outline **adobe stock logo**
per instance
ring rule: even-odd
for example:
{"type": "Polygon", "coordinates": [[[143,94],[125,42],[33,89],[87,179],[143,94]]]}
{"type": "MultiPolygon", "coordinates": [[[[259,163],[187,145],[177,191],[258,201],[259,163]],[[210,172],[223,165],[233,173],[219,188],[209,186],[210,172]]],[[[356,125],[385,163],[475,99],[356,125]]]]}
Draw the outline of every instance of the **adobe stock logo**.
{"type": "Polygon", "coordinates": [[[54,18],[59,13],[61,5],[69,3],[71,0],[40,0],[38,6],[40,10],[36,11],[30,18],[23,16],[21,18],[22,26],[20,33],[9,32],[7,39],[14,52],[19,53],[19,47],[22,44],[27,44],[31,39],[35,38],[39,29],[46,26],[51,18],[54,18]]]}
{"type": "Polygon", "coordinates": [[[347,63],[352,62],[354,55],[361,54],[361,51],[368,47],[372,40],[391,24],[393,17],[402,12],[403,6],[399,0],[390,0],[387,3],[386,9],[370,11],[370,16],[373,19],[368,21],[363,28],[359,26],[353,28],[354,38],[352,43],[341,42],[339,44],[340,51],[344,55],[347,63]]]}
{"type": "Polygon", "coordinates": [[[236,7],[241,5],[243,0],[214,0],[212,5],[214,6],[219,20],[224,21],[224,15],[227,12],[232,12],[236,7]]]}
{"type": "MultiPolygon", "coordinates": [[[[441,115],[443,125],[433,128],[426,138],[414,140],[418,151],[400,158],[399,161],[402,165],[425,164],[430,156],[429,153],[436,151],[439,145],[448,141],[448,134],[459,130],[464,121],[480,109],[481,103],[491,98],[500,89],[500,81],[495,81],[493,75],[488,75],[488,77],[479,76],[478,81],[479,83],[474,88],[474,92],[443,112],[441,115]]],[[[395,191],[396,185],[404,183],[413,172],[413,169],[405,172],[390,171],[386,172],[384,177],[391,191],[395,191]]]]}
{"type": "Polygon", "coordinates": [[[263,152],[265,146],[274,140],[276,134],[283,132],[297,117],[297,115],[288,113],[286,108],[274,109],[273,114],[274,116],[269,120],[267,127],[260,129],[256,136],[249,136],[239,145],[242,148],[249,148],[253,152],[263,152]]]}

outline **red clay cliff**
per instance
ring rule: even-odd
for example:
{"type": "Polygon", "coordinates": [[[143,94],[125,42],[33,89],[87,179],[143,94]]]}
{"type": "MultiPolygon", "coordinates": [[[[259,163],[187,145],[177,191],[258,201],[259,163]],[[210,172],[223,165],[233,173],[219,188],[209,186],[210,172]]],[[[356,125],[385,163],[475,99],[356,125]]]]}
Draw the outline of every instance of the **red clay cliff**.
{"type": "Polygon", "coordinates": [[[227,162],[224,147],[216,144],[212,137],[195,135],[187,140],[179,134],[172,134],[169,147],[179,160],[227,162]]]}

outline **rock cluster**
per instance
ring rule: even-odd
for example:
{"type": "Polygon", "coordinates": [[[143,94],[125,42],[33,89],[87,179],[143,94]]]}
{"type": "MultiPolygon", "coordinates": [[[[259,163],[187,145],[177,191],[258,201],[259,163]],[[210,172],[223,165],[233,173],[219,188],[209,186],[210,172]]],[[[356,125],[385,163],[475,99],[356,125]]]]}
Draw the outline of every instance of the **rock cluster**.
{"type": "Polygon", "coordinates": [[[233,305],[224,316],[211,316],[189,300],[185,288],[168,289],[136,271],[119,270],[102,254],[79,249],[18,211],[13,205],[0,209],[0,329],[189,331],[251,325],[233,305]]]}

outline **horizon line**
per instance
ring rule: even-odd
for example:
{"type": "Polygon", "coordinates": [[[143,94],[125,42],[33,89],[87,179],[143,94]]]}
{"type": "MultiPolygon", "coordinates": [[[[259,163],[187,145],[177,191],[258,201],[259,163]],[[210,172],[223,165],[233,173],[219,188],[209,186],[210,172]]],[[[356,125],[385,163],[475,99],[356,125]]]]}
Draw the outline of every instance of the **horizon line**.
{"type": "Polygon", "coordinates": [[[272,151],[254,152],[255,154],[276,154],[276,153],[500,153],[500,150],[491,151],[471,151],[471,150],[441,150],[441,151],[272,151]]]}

- - -

▶ **About this task**:
Print only the lines from the top of the data above down to the line holding "outline **red clay cliff**", inclusive.

▶ **Exercise answer**:
outline **adobe stock logo**
per instance
ring rule: even-odd
for example:
{"type": "Polygon", "coordinates": [[[143,94],[125,42],[33,89],[87,179],[143,94]]]}
{"type": "MultiPolygon", "coordinates": [[[[259,163],[187,145],[177,191],[258,201],[259,163]],[[210,172],[223,165],[233,173],[219,188],[209,186],[210,172]]],[[[356,125],[385,163],[475,99],[356,125]]]]}
Draw the outline of every instance of the **adobe stock logo**.
{"type": "Polygon", "coordinates": [[[54,18],[59,13],[61,5],[69,3],[71,0],[40,0],[38,6],[40,10],[36,11],[30,18],[23,16],[21,18],[22,26],[20,33],[9,32],[7,39],[14,52],[19,53],[19,47],[22,44],[27,44],[31,39],[35,38],[39,29],[46,26],[51,18],[54,18]]]}
{"type": "Polygon", "coordinates": [[[347,63],[352,62],[354,55],[361,54],[361,51],[368,47],[372,40],[391,24],[393,17],[402,12],[403,6],[399,0],[390,0],[387,3],[386,9],[370,11],[370,16],[373,19],[368,21],[363,28],[359,26],[353,28],[354,38],[352,43],[341,42],[339,44],[340,51],[344,55],[347,63]]]}
{"type": "Polygon", "coordinates": [[[236,7],[241,5],[243,0],[214,0],[212,5],[214,6],[219,20],[224,21],[224,15],[227,12],[232,12],[236,7]]]}
{"type": "MultiPolygon", "coordinates": [[[[441,115],[443,125],[433,128],[426,138],[414,140],[418,151],[400,158],[399,161],[402,165],[425,164],[430,156],[429,153],[436,151],[439,145],[448,141],[448,134],[459,130],[464,121],[480,109],[481,103],[491,98],[500,89],[500,81],[495,81],[493,75],[488,75],[488,77],[479,76],[478,81],[479,83],[474,88],[474,92],[443,112],[441,115]]],[[[395,191],[396,185],[404,183],[413,172],[413,169],[405,172],[390,171],[386,172],[384,177],[391,191],[395,191]]]]}
{"type": "Polygon", "coordinates": [[[263,152],[265,146],[274,140],[276,134],[283,132],[297,117],[297,115],[288,113],[286,108],[274,109],[273,114],[274,116],[269,120],[267,127],[260,129],[256,136],[249,136],[239,145],[242,148],[249,148],[253,152],[263,152]]]}

outline **red clay cliff**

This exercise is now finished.